Prompt 1:
Translate this sentence from the passage about the son's OCD into Spanish: "Rogers has an incredible reputation for treating OCD and eating disorders across the country."
Prompt 2:
In the passage about the son's OCD, how long does the average program run?
Prompt 3:
Resume the passage about the son's OCD after its final sentence.

Segment Start: Passage shown

My son’s world was getting smaller and smaller as he lost interest (or couldn’t get past the anxiety) in things he used to love. He rarely left the house. In some ways, it was a relief because I could take my other children places without worrying that this particular son would have a meltdown in public. But this wasn’t the life we wanted for him! My world also became smaller and the number of friends I could truly confide in shrank drastically. Only two friends have an idea of the severity of my son’s disorders. My marriage has also suffered. My husband often placed blame on me for not “doing more” or “handling things better.” I had to become a buffer between my son’s irrational behavior and the rest of the family. Loneliness became a way of life. I no longer had any personal dreams or aspirations. No thoughts about what I’d do when I had an empty nest. My sole purpose in life became to see this son reach some level of health and wholeness. Then I’d be okay to die.

Then I found Rogers Behavior Health and their program specifically for Depression, Anxiety (including OCD!) for autistic adolescents. Rogers has an incredible reputation for treating OCD and eating disorders across the country. Yet I was very nervous about this program. The program is 6 hours per day, 5 days a week, for 6-12 weeks. I was told that the average program runs 8 weeks. We would have to travel and pay for housing almost 2,000 miles from home. I would miss so much with my other kids. I’d miss my friends, my home, and whatever was left of our routine (OCD often calls the shots without professional help). Would I cause all this disruption and spend all this money just to come home no better off? Would he even be accepted?

Segment End: Passage shown
Segment Start: Data listing

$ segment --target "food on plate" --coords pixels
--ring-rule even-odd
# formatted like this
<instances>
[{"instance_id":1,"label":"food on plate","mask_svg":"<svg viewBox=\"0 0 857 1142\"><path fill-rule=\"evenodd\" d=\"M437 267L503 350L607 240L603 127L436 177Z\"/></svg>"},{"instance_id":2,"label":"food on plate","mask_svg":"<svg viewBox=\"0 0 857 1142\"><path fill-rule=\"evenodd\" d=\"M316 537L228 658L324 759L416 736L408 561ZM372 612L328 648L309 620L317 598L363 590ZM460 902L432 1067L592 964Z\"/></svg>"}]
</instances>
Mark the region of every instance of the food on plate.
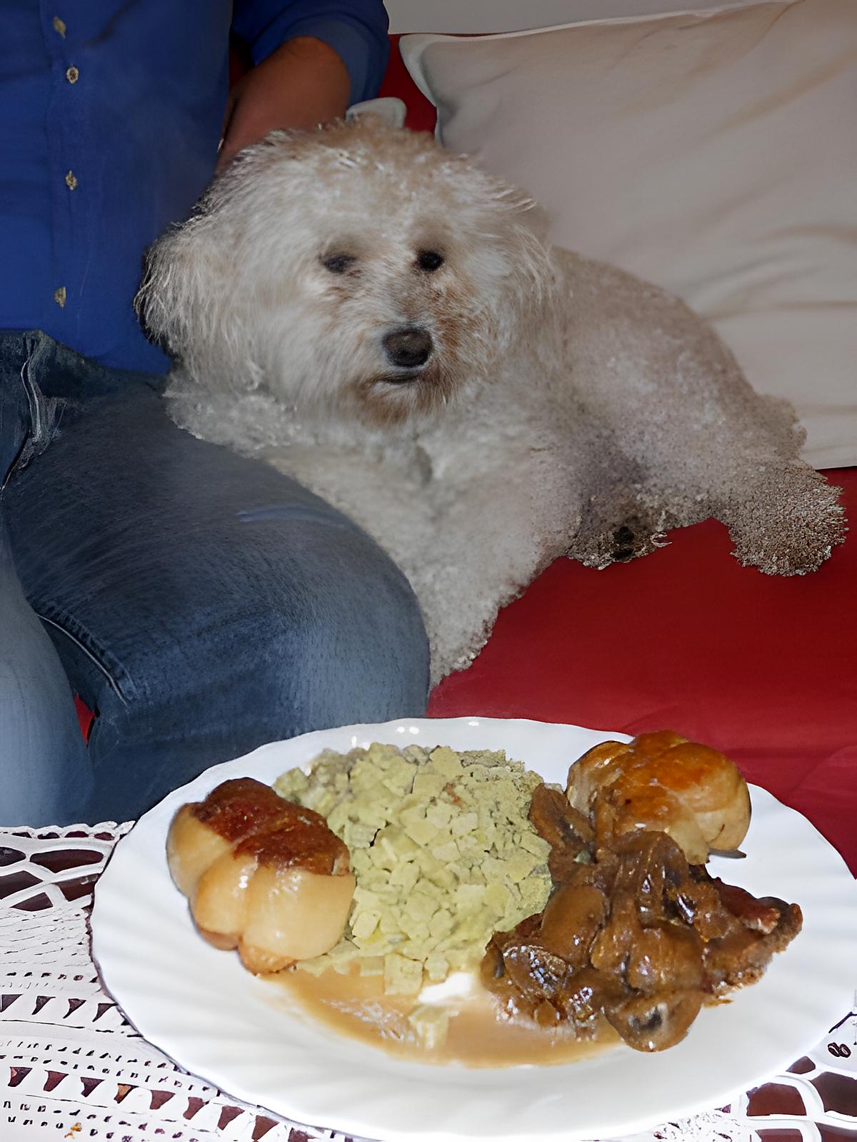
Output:
<instances>
[{"instance_id":1,"label":"food on plate","mask_svg":"<svg viewBox=\"0 0 857 1142\"><path fill-rule=\"evenodd\" d=\"M251 972L322 955L354 896L348 849L320 813L252 778L225 781L172 820L167 856L200 933Z\"/></svg>"},{"instance_id":2,"label":"food on plate","mask_svg":"<svg viewBox=\"0 0 857 1142\"><path fill-rule=\"evenodd\" d=\"M712 849L736 849L750 826L738 767L670 730L595 746L569 769L566 791L597 831L666 833L692 864L704 864Z\"/></svg>"},{"instance_id":3,"label":"food on plate","mask_svg":"<svg viewBox=\"0 0 857 1142\"><path fill-rule=\"evenodd\" d=\"M512 1018L572 1023L584 1038L604 1018L629 1046L662 1051L800 932L797 904L711 877L666 833L598 836L544 785L531 819L551 844L556 887L540 914L494 934L480 970Z\"/></svg>"},{"instance_id":4,"label":"food on plate","mask_svg":"<svg viewBox=\"0 0 857 1142\"><path fill-rule=\"evenodd\" d=\"M736 766L671 731L589 750L566 791L504 753L373 743L224 782L168 856L205 939L338 1030L549 1064L674 1045L794 939L797 904L705 868L749 821Z\"/></svg>"},{"instance_id":5,"label":"food on plate","mask_svg":"<svg viewBox=\"0 0 857 1142\"><path fill-rule=\"evenodd\" d=\"M373 743L323 753L274 785L322 813L357 878L342 939L300 967L380 975L388 995L418 995L475 971L498 927L544 907L550 845L529 822L541 783L503 753Z\"/></svg>"}]
</instances>

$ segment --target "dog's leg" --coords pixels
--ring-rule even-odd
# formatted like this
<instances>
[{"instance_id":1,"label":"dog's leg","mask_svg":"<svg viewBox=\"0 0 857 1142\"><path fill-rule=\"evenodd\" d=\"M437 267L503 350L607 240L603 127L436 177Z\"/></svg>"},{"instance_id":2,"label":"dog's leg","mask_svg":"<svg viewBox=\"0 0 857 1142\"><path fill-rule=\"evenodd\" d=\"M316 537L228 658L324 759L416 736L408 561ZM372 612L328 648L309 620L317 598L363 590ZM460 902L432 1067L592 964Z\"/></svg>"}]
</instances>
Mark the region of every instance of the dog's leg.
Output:
<instances>
[{"instance_id":1,"label":"dog's leg","mask_svg":"<svg viewBox=\"0 0 857 1142\"><path fill-rule=\"evenodd\" d=\"M697 362L710 387L695 394L685 385L669 431L646 433L647 494L676 525L725 523L744 565L815 571L843 539L840 489L800 460L791 409L755 394L734 363L727 384L710 365Z\"/></svg>"},{"instance_id":2,"label":"dog's leg","mask_svg":"<svg viewBox=\"0 0 857 1142\"><path fill-rule=\"evenodd\" d=\"M673 526L714 516L736 557L769 574L818 568L843 538L839 489L800 460L803 434L790 405L758 395L677 298L564 257L574 303L569 387L613 441L619 502L653 506L656 526L661 512Z\"/></svg>"}]
</instances>

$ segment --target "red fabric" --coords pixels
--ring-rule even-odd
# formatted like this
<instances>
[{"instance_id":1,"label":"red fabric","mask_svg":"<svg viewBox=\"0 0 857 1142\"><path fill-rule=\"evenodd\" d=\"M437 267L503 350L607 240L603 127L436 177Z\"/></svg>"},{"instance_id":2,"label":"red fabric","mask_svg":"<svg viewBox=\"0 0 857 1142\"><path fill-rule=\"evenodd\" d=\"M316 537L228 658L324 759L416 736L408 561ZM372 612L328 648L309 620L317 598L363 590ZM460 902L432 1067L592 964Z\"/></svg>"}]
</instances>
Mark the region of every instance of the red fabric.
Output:
<instances>
[{"instance_id":1,"label":"red fabric","mask_svg":"<svg viewBox=\"0 0 857 1142\"><path fill-rule=\"evenodd\" d=\"M405 127L412 131L434 131L437 112L409 75L398 50L399 39L398 35L390 37L390 61L378 94L402 99L407 107Z\"/></svg>"},{"instance_id":2,"label":"red fabric","mask_svg":"<svg viewBox=\"0 0 857 1142\"><path fill-rule=\"evenodd\" d=\"M827 476L857 518L857 468ZM713 521L671 539L606 571L553 563L429 714L677 730L725 750L857 871L857 536L787 579L742 568Z\"/></svg>"}]
</instances>

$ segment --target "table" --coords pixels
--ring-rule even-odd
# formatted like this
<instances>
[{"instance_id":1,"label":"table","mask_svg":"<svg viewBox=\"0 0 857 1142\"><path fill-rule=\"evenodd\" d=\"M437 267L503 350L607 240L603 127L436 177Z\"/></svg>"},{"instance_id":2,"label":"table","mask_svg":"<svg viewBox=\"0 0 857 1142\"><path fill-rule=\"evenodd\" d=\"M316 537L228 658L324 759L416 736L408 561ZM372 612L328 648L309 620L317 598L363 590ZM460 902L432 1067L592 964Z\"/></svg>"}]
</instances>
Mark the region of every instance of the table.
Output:
<instances>
[{"instance_id":1,"label":"table","mask_svg":"<svg viewBox=\"0 0 857 1142\"><path fill-rule=\"evenodd\" d=\"M187 1075L142 1039L89 952L92 890L132 826L0 829L0 1142L347 1142ZM857 949L855 950L857 983ZM787 1072L623 1142L857 1140L857 992Z\"/></svg>"}]
</instances>

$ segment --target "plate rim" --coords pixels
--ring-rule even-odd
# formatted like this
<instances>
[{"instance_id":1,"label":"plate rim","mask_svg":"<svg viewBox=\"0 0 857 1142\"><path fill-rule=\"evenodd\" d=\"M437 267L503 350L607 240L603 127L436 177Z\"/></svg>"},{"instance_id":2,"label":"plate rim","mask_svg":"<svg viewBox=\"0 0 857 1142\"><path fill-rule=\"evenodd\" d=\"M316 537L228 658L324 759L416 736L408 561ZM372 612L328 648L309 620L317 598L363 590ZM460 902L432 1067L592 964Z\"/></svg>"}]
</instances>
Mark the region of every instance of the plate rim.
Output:
<instances>
[{"instance_id":1,"label":"plate rim","mask_svg":"<svg viewBox=\"0 0 857 1142\"><path fill-rule=\"evenodd\" d=\"M201 1068L196 1068L193 1062L191 1062L189 1064L183 1062L181 1057L179 1057L175 1053L175 1049L171 1046L161 1045L161 1043L159 1042L157 1034L152 1036L147 1032L146 1030L147 1021L145 1018L146 1015L145 1010L142 1013L136 1013L135 1015L132 1015L126 1008L123 999L120 996L115 995L112 988L110 987L107 976L111 974L112 968L108 967L105 971L103 963L104 957L100 951L103 946L102 924L105 923L100 919L100 917L104 915L104 910L106 907L104 901L107 899L107 888L112 885L111 868L115 867L114 858L116 855L116 852L124 852L124 851L130 852L131 846L134 844L132 838L135 837L135 834L137 834L137 836L139 837L138 830L140 829L140 826L151 825L152 819L163 814L167 811L168 806L171 805L171 803L175 802L176 805L178 805L179 802L184 803L184 801L189 799L189 797L200 796L202 788L204 788L205 786L212 788L213 785L218 783L216 779L219 777L220 773L224 773L225 777L226 775L225 771L229 770L234 771L235 766L240 764L252 765L254 759L257 759L260 755L273 753L274 750L277 750L280 747L286 746L288 748L292 749L294 748L296 742L313 742L313 745L315 746L315 743L321 742L325 735L329 735L331 733L342 733L345 731L350 731L353 735L356 737L366 737L367 735L366 731L371 732L389 731L391 733L394 730L401 732L398 731L399 726L419 726L421 730L423 727L428 729L429 726L431 727L437 726L438 732L443 733L443 727L451 724L458 726L466 725L468 727L474 727L474 729L482 729L482 727L494 729L496 726L502 726L504 730L514 725L517 727L524 727L526 731L535 731L536 733L540 730L552 730L559 732L582 731L588 734L593 734L600 738L601 740L609 738L612 740L628 741L631 738L630 734L621 733L617 731L593 730L585 726L577 726L572 723L541 722L532 718L496 718L496 717L482 717L479 715L470 715L470 716L462 715L455 718L426 718L426 717L394 718L385 723L355 723L348 726L334 726L328 730L310 731L309 733L300 734L297 735L296 738L286 739L284 741L265 743L258 747L257 749L250 751L249 754L242 755L241 757L227 762L220 762L217 763L216 765L208 767L193 780L186 782L185 785L180 786L179 788L172 790L170 794L164 796L156 805L154 805L151 810L148 810L148 812L143 814L143 817L140 817L138 821L135 822L134 827L128 831L128 834L121 837L116 843L116 845L114 846L110 860L102 876L99 877L98 882L95 885L94 904L90 917L92 960L95 963L103 987L105 988L107 994L114 999L116 1006L122 1012L124 1019L135 1028L135 1030L138 1031L139 1035L143 1036L144 1039L146 1039L147 1043L152 1044L162 1055L164 1055L164 1057L169 1059L176 1067L180 1068L181 1070L189 1071L189 1073L193 1073L199 1078L201 1078L202 1081L216 1087L218 1091L226 1094L228 1097L235 1099L238 1102L249 1104L251 1107L258 1105L262 1109L267 1109L275 1115L290 1119L292 1123L297 1125L307 1125L312 1120L312 1118L315 1117L315 1115L310 1115L307 1118L302 1110L284 1109L282 1104L278 1107L276 1105L272 1107L270 1103L266 1101L267 1095L265 1093L262 1093L260 1096L258 1091L256 1093L252 1092L249 1087L246 1087L246 1084L242 1084L237 1078L234 1078L232 1075L229 1075L228 1071L224 1073L218 1067L204 1064ZM434 740L431 741L431 745L440 745L440 743L443 742ZM314 753L318 753L323 748L325 748L324 745L318 745L317 748L314 749ZM341 749L342 747L339 746L335 748ZM464 746L464 747L453 747L453 748L463 749L463 748L483 748L483 747L474 745L472 747ZM512 754L514 756L512 749L509 749L509 753ZM312 756L313 755L310 755L310 757ZM305 764L305 763L299 763L299 764ZM525 764L528 767L536 769L537 771L537 766L533 762L526 761ZM197 786L200 787L199 789L196 788ZM844 875L850 880L852 888L855 890L854 899L850 902L851 908L848 909L848 914L851 916L851 927L854 928L855 934L857 934L857 907L855 907L857 906L857 882L851 877L851 872L848 869L848 866L846 864L841 854L819 833L819 830L815 827L815 825L812 825L812 822L807 817L805 817L805 814L800 813L798 810L791 809L791 806L785 805L783 802L781 802L777 797L775 797L763 787L751 785L750 789L751 789L751 796L753 797L754 802L757 798L760 798L761 804L763 804L767 801L769 804L773 804L776 807L776 811L782 811L786 814L794 814L797 818L800 818L803 825L808 829L810 829L812 834L815 834L815 839L820 842L823 849L826 851L826 856L835 858L835 861L840 866L840 871L844 872ZM145 827L143 831L145 831ZM122 849L122 846L124 846L124 850ZM165 864L165 859L164 859L164 864ZM99 909L99 895L102 901L100 909ZM849 992L852 991L852 983L850 980L848 984L842 986L841 991L843 1002L847 1002ZM819 1032L819 1036L820 1034L822 1032ZM735 1095L770 1078L771 1075L778 1073L781 1070L785 1069L787 1065L794 1062L794 1059L798 1057L798 1053L801 1049L810 1051L816 1045L816 1042L817 1040L814 1039L811 1044L807 1043L805 1047L795 1048L793 1046L790 1046L785 1048L784 1053L782 1053L781 1063L775 1063L771 1067L769 1062L766 1062L763 1069L752 1075L749 1075L745 1080L742 1080L739 1087L737 1085L733 1086L728 1093ZM180 1046L184 1047L184 1045ZM179 1055L180 1054L181 1051L179 1051ZM655 1057L655 1056L646 1056L646 1057ZM413 1065L419 1065L419 1064L413 1064ZM581 1064L580 1063L559 1064L556 1068L556 1070L559 1071L564 1065L580 1067ZM550 1069L552 1070L555 1068ZM432 1072L437 1072L438 1070L440 1070L440 1068L432 1065L431 1070ZM462 1068L462 1070L467 1071L466 1068ZM509 1070L515 1071L516 1068L496 1069L496 1070L488 1069L488 1070L492 1070L492 1072L508 1072ZM285 1084L286 1093L289 1089L290 1089L289 1085ZM455 1131L450 1131L448 1128L445 1128L443 1125L437 1125L432 1126L431 1128L422 1128L422 1127L413 1129L383 1128L383 1133L379 1134L378 1126L373 1126L370 1120L363 1120L361 1118L362 1115L361 1109L356 1109L355 1112L350 1112L349 1110L346 1109L342 1113L339 1113L338 1111L335 1111L335 1108L331 1111L330 1115L325 1113L324 1126L323 1127L318 1126L317 1128L333 1129L355 1137L382 1136L383 1139L388 1140L388 1142L394 1142L394 1140L395 1142L439 1142L439 1140L442 1139L447 1140L448 1142L448 1140L453 1139L463 1140L466 1137L467 1139L478 1137L482 1139L483 1142L490 1142L490 1140L500 1137L502 1137L503 1142L525 1142L525 1140L526 1142L529 1142L529 1140L533 1136L539 1136L543 1139L555 1139L557 1140L557 1142L559 1142L560 1139L563 1140L591 1139L593 1136L593 1129L597 1129L598 1135L603 1137L608 1137L608 1136L614 1137L617 1135L626 1135L636 1133L642 1129L647 1129L652 1126L656 1126L663 1121L684 1119L700 1112L710 1111L720 1096L721 1095L715 1093L713 1095L706 1095L705 1097L700 1096L696 1099L689 1099L686 1103L682 1103L678 1110L671 1110L665 1112L658 1111L657 1117L654 1117L652 1112L647 1112L645 1117L639 1117L638 1115L637 1117L616 1118L614 1115L613 1121L611 1121L609 1118L605 1117L605 1124L603 1126L595 1128L591 1125L589 1125L585 1127L584 1133L575 1131L573 1126L569 1128L569 1125L567 1124L559 1133L557 1131L544 1131L536 1127L528 1129L526 1133L504 1133L502 1135L487 1134L487 1133L461 1134Z\"/></svg>"}]
</instances>

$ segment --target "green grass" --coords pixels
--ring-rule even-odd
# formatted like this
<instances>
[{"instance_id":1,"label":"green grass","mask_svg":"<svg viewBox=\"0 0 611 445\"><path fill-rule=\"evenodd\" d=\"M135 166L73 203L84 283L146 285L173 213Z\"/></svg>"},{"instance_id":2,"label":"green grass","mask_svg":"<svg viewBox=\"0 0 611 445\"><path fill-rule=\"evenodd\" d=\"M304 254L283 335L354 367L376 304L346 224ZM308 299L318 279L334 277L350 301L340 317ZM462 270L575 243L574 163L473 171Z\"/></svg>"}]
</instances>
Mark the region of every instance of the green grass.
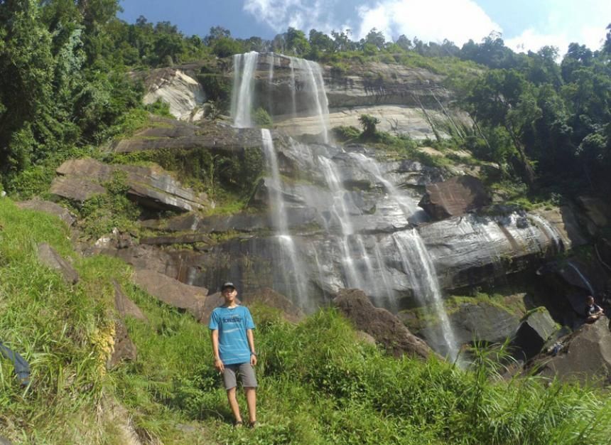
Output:
<instances>
[{"instance_id":1,"label":"green grass","mask_svg":"<svg viewBox=\"0 0 611 445\"><path fill-rule=\"evenodd\" d=\"M395 359L357 341L334 310L293 325L262 306L252 308L261 427L234 430L206 326L131 284L117 259L77 257L54 218L3 199L0 227L1 339L32 369L23 389L0 360L0 435L16 443L124 443L128 416L143 441L163 444L610 443L611 402L600 390L504 380L487 350L475 350L470 371ZM41 241L72 259L77 285L38 264ZM109 372L113 279L148 323L126 320L138 358Z\"/></svg>"}]
</instances>

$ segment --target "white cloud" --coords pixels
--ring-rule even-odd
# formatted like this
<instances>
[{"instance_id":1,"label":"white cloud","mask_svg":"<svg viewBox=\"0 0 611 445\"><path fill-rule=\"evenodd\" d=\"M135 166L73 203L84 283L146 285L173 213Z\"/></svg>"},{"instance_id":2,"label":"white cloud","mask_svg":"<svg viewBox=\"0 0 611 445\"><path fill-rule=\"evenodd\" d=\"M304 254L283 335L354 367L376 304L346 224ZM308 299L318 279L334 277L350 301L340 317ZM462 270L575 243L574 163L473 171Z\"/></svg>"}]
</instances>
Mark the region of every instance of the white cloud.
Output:
<instances>
[{"instance_id":1,"label":"white cloud","mask_svg":"<svg viewBox=\"0 0 611 445\"><path fill-rule=\"evenodd\" d=\"M460 46L469 39L479 42L491 31L501 31L472 0L382 0L373 7L361 6L359 16L359 38L375 28L387 40L405 34L425 42L447 38Z\"/></svg>"},{"instance_id":2,"label":"white cloud","mask_svg":"<svg viewBox=\"0 0 611 445\"><path fill-rule=\"evenodd\" d=\"M524 30L516 37L505 39L514 50L536 51L542 46L558 47L560 55L569 43L577 42L593 50L600 48L611 21L611 2L608 0L556 0L550 2L549 13L537 28Z\"/></svg>"},{"instance_id":3,"label":"white cloud","mask_svg":"<svg viewBox=\"0 0 611 445\"><path fill-rule=\"evenodd\" d=\"M571 29L570 33L540 33L529 28L519 36L505 40L505 45L518 53L536 52L545 45L556 46L560 50L559 56L561 57L572 42L585 45L593 50L598 50L605 36L604 27L583 26Z\"/></svg>"},{"instance_id":4,"label":"white cloud","mask_svg":"<svg viewBox=\"0 0 611 445\"><path fill-rule=\"evenodd\" d=\"M305 33L315 28L330 31L334 26L328 11L335 0L245 0L244 10L257 21L266 23L276 33L286 31L289 26ZM335 28L340 29L337 26Z\"/></svg>"}]
</instances>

Segment End: Data listing

Expected output 1:
Rogers tiene una reputación increíble en el tratamiento del TOC y los trastornos alimentarios en todo el país.

Expected output 2:
The average program runs 8 weeks.

Expected output 3:
If you’ve read this far, you may know what it’s like. I just had to try. I couldn’t keep going on year after year hoping things would improve. Hoping that a little more maturity would help. Hoping that maybe occupational therapy, medication, and counseling would actually bring about a big change. I had to come to grips with the fact that every year was harder than the year before, that the 3 supports we had in place could take him no farther without more specialized help, and that we just had to give this program a try.

So, we’re heading to Chicago. I have an AirBnB booked for 2 months. (I was told the average person spends 8 weeks in the program. If it turns out we have to stay longer, we’ll figure it out when the time comes.) We have to quarantine for two weeks before he can start and we’ll do that at a family member’s empty house (they graciously offered to delay the sale of their home by 2 weeks so we could do this). And the drive is 3 days each way. So, we’ll be gone for 11 weeks, minimum. We’ll miss Halloween and Thanksgiving. But I’m very hopeful we’ll come home with our boy back.

OCD is a thief. It tries to take your whole life away. It isn’t about liking things neat and orderly. It isn’t about being meticulous or detail-oriented. It isn’t about a very strong preference for symmetry and organization. OCD is a disorder the destroys individuals and families. And we’re going to kick it to the curb in Chicago and leave it there.

If you have a child or loved one who suffers from any combination of depression, OCD or other anxiety disorder, and/or is autistic and really struggling, feel free to read along with our journey. If you comment, I will do my best to reply. Know that YOU ARE NOT ALONE. Your pain is real and you are worthy of help. Talk with you soon.